▸ Instructions to follow
Output the data below exactly as it is, dropping the pictures from your copy.

--- Provided material ---

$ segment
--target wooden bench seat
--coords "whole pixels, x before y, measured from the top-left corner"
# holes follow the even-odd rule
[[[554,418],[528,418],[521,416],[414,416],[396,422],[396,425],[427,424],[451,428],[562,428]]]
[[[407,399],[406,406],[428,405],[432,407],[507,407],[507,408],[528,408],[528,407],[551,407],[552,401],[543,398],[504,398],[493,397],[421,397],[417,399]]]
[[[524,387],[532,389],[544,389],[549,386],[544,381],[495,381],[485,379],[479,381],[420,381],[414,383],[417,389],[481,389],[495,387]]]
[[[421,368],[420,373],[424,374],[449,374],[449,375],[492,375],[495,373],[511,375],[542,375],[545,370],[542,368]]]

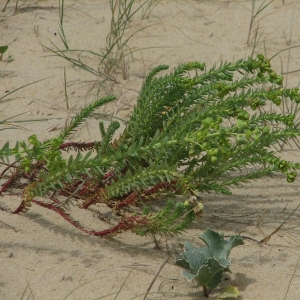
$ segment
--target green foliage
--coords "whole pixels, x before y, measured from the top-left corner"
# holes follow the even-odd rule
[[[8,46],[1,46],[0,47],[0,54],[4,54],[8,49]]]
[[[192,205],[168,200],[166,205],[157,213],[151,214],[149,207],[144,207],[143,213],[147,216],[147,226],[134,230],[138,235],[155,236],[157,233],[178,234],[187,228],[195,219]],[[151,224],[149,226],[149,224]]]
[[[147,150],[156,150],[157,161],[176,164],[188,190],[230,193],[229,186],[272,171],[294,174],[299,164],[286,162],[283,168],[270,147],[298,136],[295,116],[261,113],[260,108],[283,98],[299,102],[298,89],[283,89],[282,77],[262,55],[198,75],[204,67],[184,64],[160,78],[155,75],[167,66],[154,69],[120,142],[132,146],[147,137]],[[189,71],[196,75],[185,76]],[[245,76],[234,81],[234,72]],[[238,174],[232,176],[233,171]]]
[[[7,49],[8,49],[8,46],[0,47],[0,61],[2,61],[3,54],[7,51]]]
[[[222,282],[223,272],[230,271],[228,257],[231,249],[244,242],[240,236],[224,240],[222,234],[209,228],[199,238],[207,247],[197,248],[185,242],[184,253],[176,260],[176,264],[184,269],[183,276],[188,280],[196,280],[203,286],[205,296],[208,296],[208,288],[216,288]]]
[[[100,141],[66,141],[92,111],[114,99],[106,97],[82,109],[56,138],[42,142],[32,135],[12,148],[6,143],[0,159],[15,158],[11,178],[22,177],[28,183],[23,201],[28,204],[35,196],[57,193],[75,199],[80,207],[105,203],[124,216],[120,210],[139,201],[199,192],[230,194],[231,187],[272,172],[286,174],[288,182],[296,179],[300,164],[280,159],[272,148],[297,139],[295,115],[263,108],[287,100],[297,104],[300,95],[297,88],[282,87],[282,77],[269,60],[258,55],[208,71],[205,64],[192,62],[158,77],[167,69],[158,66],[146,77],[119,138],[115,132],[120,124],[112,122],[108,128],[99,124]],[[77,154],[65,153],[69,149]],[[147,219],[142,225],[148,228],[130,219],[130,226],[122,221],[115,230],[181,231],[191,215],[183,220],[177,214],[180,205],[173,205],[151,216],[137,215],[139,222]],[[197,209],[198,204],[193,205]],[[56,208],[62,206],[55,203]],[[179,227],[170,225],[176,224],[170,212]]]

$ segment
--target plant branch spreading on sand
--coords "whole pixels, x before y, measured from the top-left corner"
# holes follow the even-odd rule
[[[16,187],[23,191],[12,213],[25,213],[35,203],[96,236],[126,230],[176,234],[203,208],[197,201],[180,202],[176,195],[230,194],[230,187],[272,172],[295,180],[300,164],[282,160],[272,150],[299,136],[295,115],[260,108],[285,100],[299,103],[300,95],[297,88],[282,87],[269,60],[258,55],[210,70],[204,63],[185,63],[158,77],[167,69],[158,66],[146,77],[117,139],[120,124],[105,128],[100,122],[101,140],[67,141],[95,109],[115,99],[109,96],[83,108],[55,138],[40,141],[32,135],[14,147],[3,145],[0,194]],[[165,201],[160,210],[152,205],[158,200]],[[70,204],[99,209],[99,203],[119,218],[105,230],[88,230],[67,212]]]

---

▸ Response to the exercise
$ segment
--target wooden bench seat
--coords "whole pixels, x before y, measured from the top-left corner"
# holes follow the even-odd rule
[[[554,418],[528,418],[521,416],[414,416],[396,422],[396,425],[427,424],[451,428],[562,428]]]
[[[407,399],[406,406],[428,405],[432,407],[507,407],[507,408],[528,408],[528,407],[551,407],[552,401],[543,398],[504,398],[493,397],[421,397],[417,399]]]
[[[524,387],[532,389],[544,389],[549,386],[544,381],[495,381],[485,379],[479,381],[420,381],[414,383],[417,389],[481,389],[495,387]]]
[[[421,368],[420,373],[424,374],[449,374],[449,375],[492,375],[495,373],[511,375],[542,375],[545,370],[542,368]]]

$ segment
--target green foliage
--coords "whole pixels, x before y, measured from the top-left corner"
# holes follow the even-odd rule
[[[8,46],[1,46],[0,47],[0,54],[4,54],[8,49]]]
[[[192,205],[168,200],[166,205],[157,213],[151,214],[149,207],[144,207],[143,213],[147,216],[147,226],[134,230],[138,235],[155,236],[157,233],[178,234],[187,228],[195,219]],[[151,224],[149,226],[149,224]]]
[[[147,150],[156,150],[157,161],[176,164],[188,190],[230,193],[229,186],[272,171],[294,174],[299,164],[286,162],[283,168],[270,147],[298,136],[295,116],[261,113],[260,108],[283,98],[299,102],[298,89],[283,89],[282,77],[262,55],[198,75],[204,67],[184,64],[160,78],[155,75],[167,66],[154,69],[120,142],[132,146],[147,137]],[[189,71],[196,75],[185,76]],[[245,76],[234,81],[234,72]],[[238,174],[232,176],[233,171]]]
[[[7,49],[8,49],[8,46],[0,47],[0,61],[2,61],[3,54],[7,51]]]
[[[222,282],[223,272],[230,271],[228,257],[231,249],[244,242],[240,236],[224,240],[222,234],[209,228],[199,238],[207,247],[197,248],[185,242],[184,253],[176,260],[176,264],[184,269],[183,276],[188,280],[196,280],[203,286],[205,296],[208,296],[208,288],[216,288]]]
[[[100,141],[66,141],[92,111],[114,99],[106,97],[82,109],[56,138],[42,142],[32,135],[12,148],[6,143],[0,159],[15,158],[11,178],[22,177],[28,183],[23,201],[28,204],[35,196],[57,193],[75,199],[80,207],[105,203],[124,216],[120,210],[139,201],[199,192],[230,194],[231,187],[272,172],[286,174],[288,182],[296,179],[300,164],[280,159],[272,148],[297,139],[295,115],[263,108],[287,100],[297,104],[300,95],[297,88],[282,87],[282,77],[269,60],[258,55],[208,71],[205,64],[192,62],[158,77],[167,69],[158,66],[146,77],[119,138],[115,132],[120,124],[112,122],[108,128],[99,124]],[[77,154],[65,153],[69,149]],[[147,219],[142,225],[148,228],[130,219],[130,226],[122,221],[115,230],[181,231],[191,215],[183,220],[177,214],[180,205],[173,205],[151,216],[137,215],[139,222]],[[197,209],[198,204],[193,205]],[[56,208],[62,206],[55,203]],[[179,227],[170,225],[176,224],[170,212]]]

$ segment
--target plant branch spreading on sand
--coords "whole pixels, x before y, measured from the top-left corner"
# holes follow the even-odd rule
[[[16,187],[23,191],[12,213],[25,213],[35,203],[96,236],[126,230],[176,234],[203,208],[197,201],[180,202],[176,195],[230,194],[230,187],[272,172],[295,180],[300,164],[282,160],[272,150],[299,136],[295,115],[260,108],[285,100],[299,103],[300,95],[297,88],[282,87],[269,60],[258,55],[210,70],[204,63],[185,63],[158,77],[167,69],[158,66],[146,77],[117,139],[120,124],[105,128],[100,122],[101,140],[67,141],[95,109],[115,99],[109,96],[83,108],[55,138],[40,141],[32,135],[14,147],[3,145],[0,194]],[[165,201],[160,210],[152,205],[158,200]],[[70,204],[99,209],[99,203],[119,218],[105,230],[88,230],[67,212]]]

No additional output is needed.